PARTS OF THE EXERCISE ::
• 1. Using the Champions League recap, write out the passage starting at "Then comes the" and ending at "Champions League action.".
• 2. State whether each statement below agrees with the Champions League recap, answering yes or no and quoting the deciding words of the recap exactly. (a) Schalke's only goal against Basel was scored by Julian Draxler. (b) Ramires scored three goals for Chelsea against Steaua Bucharest. (c) Dortmund faced Marseille with their full set of starters.

QUOTED TEXT ::
⁂
Those were the big ones, but not every game was so definitive. In Glasglow, Barcelona got the result they couldn’t take last year, though they needed a Celtic player’s dismissal to get it. And in Switzerland, a subdued game saw a Schalke moment of magic keep the club top in Group E.

Then comes the big picture. While Group F — the tournament’s Group of Death — continues to be about holding serve at home and taking points from Marseille, the rest of Tuesday’s quartets have established clear leaders. As they are in Spain, Barcelona and Atlético remain perfect, while Schalke are defying league inconsistencies to take six points through two rounds.

Here’s what else happened as Tuesday’s action kicked off the second round of UEFA Champions League action.

Group E: Steaua Bucharest (Romania) 0-4 Chelsea (England)

Chelsea’s quest to make amends for their opening round loss got off to a resounding start, their thrashing of Romanian champions Steaua leaving their hosts with a 0-2-0 record and -7 goal difference after two rounds. Dominant play from Andre Schurrle, Ashley Cole, and Oscar attacking Steaua’s right side led to two goals from Ramires and a clean-up tally from Frank Lampard. Claiming their first points of group stage, Chelsea also furthered the idea that full points against the Romanians could prove important in an increasingly convoluted group.

Group E: Basel (Switzerland) 0-1 Schalke (Germany)

This may have been the way Jens Keller would have orchestrated it before Schalke left for Switzerland: keep things tight; limit Basel’s chances; look for a set piece goal. And in the 54th minute, Schalke’s opportunity came off the most dangerous player in soccer – the second ball in off a corner kick. This time, that second ball was a shot from Julian Draxler, settling after a Basel clearance to blast the game’s only goal past Yann Sommer. Holding the Swiss champions to one shot on goal, Schalke stayed top of their group, now on six points through two rounds.

Group F: Borussia Dortmund (Germany) 3-0 Marseille (France)

When Marseille hosted BVB two years ago, they hung a 3-0 on their young visitors. This time, the Klopp-less hosts returned the favor, getting two goals from Robert Lewandowski and a free kick score from Marco Reus en rout to a lopsided win.

Though Dortmund were without four starters, Marseille’s style played into their hands, allowed last year’s finalists to play off the counter and try to pick off their possession-needy guests. The first instance came in the 19th minute, a counterattack that left Lewandowski with an easy tap-in.  In the second half, Reus was helped by Steve Mandanda on his free kick goal, while Lewandowski’s second goal came from the spot after a foul by Nicolas N’Koulou.

Group F: Arsenal (England) 2-0 Napoli (Italy)

In a game that played more lopsided than the score, Arsenal gave their most impressive performance of the season, riding early goals from Mesut Özil and Olivier Giroud to an easy victory. A quick transition down Napoli’s left led to Özil’s eighth minute opener, the German international surgically finishing a ball from Aaron Ramsey, while a turnover in their over third from Napoli led to Olivier Giroud’s 15th minute score.
⁂
EXTRACTED INFORMATION ::
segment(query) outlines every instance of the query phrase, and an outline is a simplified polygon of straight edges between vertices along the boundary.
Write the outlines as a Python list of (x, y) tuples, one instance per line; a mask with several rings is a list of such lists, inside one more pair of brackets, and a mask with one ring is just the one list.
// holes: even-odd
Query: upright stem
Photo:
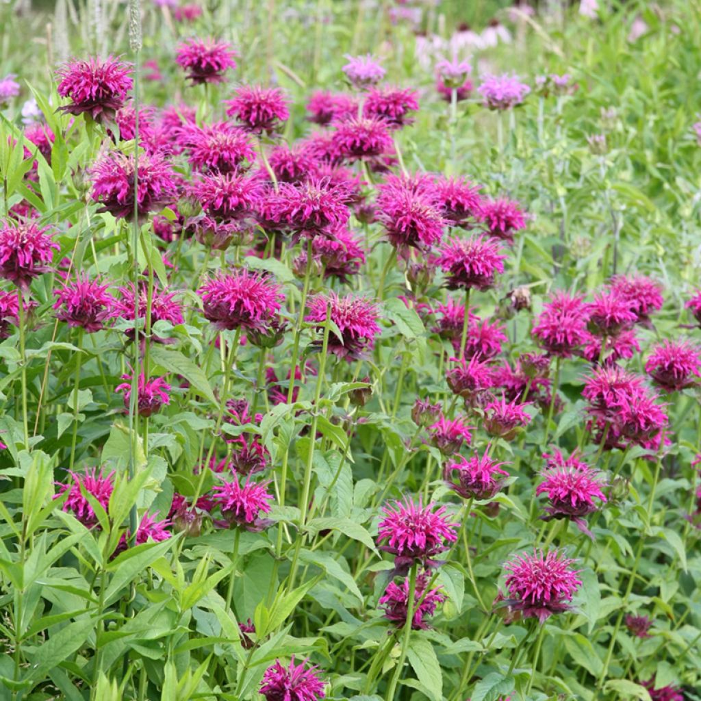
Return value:
[(392, 681), (387, 688), (387, 695), (385, 696), (386, 701), (394, 701), (397, 684), (399, 683), (399, 679), (402, 676), (402, 668), (404, 667), (404, 661), (407, 659), (409, 641), (411, 635), (411, 623), (414, 621), (414, 608), (416, 603), (414, 599), (416, 591), (416, 571), (418, 568), (418, 566), (414, 563), (411, 566), (411, 569), (409, 574), (409, 600), (407, 602), (407, 620), (404, 624), (402, 651), (400, 653), (399, 660), (397, 662), (397, 667), (395, 668), (394, 674), (392, 675)]

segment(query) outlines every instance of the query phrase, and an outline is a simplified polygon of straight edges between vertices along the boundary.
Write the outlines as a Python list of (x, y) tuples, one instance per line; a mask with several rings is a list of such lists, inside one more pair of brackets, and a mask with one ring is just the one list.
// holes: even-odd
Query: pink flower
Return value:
⁂
ANSWERS TO EACH TASK ::
• 1.
Then comes the big picture. While Group F — the tournament’s Group of Death — continues to be about holding serve at home and taking points from Marseille, the rest of Tuesday’s quartets have established clear leaders. As they are in Spain, Barcelona and Atlético remain perfect, while Schalke are defying league inconsistencies to take six points through two rounds.

Here’s what else happened as Tuesday’s action kicked off the second round of UEFA Champions League action.

• 2.
(a) Yes: "This time, that second ball was a shot from Julian Draxler, settling after a Basel clearance to blast the game’s only goal past Yann Sommer."
(b) No: "led to two goals from Ramires and a clean-up tally from Frank Lampard."
(c) No: "Though Dortmund were without four starters"